» **PROBLEM DESCRIPTION**:
Answer these questions about the abstract on FUS in pituitary tumors below:
1. How many clinical samples underwent gene expression analysis?
2. What methods were used to evaluate apoptosis?
3. Which exon of MDM2 does FUS help include to produce the full-length form?

» **DOCUMENT EXTRACT**:
- Opening Delimiter -

Splicing factor FUS facilitates the progression of PIT1-lineage PitNETs by upregulating MDM2.

Background: Splicing factors play pivotal roles in mRNA processing and are implicated in tumor progression. The aberrant expression of splicing factors is closely associated with the invasiveness and secretion profiles of pituitary neuroendocrine tumors (PitNETs). In this study, we explored the involvement of splicing factors in PIT1-lineage PitNET progression and assessed the feasibility of targeting the splicing process as a therapeutic approach. Methods: Statistical data on PitNET subtypes were obtained from the National Brain Tumor Registry of China (NBTRC), and gene expression analysis was conducted on 40 clinical samples collected for this study. Transcriptome analysis and RNA immunoprecipitation sequencing (RIP-seq) were utilized to examine FUS-mediated alternative splicing and to identify mRNA binding sites in PitNET cells. Minigene splicing assays were employed to confirm the specific exonic and intronic regions. Additionally, Annexin V/PI assays and JC-1 staining were conducted to evaluate apoptosis. Results: The expression of the splicing factor FUS was elevated in PIT1-lineage PitNETs and was correlated with increased proliferative capacity and reduced apoptosis levels. Transcriptome sequencing revealed that the knockdown of FUS led to extensive exon skipping and activated the p53 pathway. In addition to RIP-seq analysis, these findings suggest that FUS contributes to the inclusion of exon 3 to generate full-length MDM2, a well-established negative regulator of p53. Antisense oligonucleotides (ASOs) specifically designed to target binding sequences on pre-mRNAs effectively disrupted the FUS-mediated splicing process, consequently impeding the progression of PitNETs. Conclusions: Our study elucidated the critical function of FUS as a splicing factor in PitNETs. Furthermore, we illustrated that targeting the splicing mechanism associated with MDM2 could restore p53 levels, thereby impeding the progression of PitNETs. This discovery presents a potentially novel strategy for the clinical management of PIT1-lineage PitNETs.

- Closing Delimiter -

» **DATA SHOWN**:
- Opening Delimiter -

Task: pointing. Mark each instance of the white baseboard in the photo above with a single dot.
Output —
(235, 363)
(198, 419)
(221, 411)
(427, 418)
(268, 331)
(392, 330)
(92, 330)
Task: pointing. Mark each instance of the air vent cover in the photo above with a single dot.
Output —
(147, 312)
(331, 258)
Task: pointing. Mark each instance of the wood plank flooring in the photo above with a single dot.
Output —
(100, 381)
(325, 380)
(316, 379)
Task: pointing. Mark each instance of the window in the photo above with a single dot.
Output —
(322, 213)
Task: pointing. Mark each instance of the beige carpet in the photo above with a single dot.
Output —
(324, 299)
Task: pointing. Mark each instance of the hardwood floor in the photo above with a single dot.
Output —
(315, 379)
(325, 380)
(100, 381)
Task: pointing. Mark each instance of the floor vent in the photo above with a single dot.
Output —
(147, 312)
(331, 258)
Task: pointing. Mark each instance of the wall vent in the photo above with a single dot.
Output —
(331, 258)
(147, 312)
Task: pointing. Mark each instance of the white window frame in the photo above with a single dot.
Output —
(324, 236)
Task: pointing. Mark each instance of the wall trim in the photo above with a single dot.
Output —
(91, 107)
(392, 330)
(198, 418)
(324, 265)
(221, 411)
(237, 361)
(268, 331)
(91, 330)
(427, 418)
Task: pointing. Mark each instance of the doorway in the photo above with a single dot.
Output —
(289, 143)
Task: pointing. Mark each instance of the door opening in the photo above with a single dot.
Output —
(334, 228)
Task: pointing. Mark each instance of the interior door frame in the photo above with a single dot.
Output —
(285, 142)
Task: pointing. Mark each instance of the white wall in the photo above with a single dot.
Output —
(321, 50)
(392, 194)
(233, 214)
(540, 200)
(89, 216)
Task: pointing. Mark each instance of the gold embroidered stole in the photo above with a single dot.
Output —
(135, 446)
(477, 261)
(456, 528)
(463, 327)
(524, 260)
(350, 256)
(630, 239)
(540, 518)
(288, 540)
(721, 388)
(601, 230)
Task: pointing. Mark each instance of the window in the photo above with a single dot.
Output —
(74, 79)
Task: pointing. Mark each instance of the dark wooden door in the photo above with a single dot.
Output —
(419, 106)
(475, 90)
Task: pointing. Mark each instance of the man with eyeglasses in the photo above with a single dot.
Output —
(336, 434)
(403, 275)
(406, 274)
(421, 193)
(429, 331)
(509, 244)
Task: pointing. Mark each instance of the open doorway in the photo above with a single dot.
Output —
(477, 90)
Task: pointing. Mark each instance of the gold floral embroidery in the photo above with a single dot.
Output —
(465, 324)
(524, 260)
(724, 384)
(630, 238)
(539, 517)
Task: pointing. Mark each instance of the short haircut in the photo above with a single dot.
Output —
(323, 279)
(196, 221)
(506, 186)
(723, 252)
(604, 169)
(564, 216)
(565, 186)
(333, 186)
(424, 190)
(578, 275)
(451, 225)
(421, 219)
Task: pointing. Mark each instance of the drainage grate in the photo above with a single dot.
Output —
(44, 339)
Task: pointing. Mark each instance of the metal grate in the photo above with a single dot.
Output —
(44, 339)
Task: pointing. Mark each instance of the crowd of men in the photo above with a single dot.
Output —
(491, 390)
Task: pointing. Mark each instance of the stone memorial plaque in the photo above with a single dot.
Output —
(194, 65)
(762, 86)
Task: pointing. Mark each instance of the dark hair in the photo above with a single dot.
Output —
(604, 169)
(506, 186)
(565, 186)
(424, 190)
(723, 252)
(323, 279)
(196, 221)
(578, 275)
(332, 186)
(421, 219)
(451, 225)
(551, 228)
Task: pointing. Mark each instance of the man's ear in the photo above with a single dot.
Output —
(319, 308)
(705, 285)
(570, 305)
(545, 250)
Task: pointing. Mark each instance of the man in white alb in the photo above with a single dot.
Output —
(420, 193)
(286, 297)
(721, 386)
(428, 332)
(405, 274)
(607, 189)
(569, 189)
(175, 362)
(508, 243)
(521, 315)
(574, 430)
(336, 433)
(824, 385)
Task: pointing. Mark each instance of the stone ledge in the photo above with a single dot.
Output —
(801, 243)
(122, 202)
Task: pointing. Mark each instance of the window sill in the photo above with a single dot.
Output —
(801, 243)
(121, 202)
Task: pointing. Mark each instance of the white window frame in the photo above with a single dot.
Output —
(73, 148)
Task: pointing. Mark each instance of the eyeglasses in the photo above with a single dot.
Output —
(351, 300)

- Closing Delimiter -

» **WRITTEN RESPONSE**:
1. 40
2. Annexin V/PI assays and JC-1 staining
3. Exon 3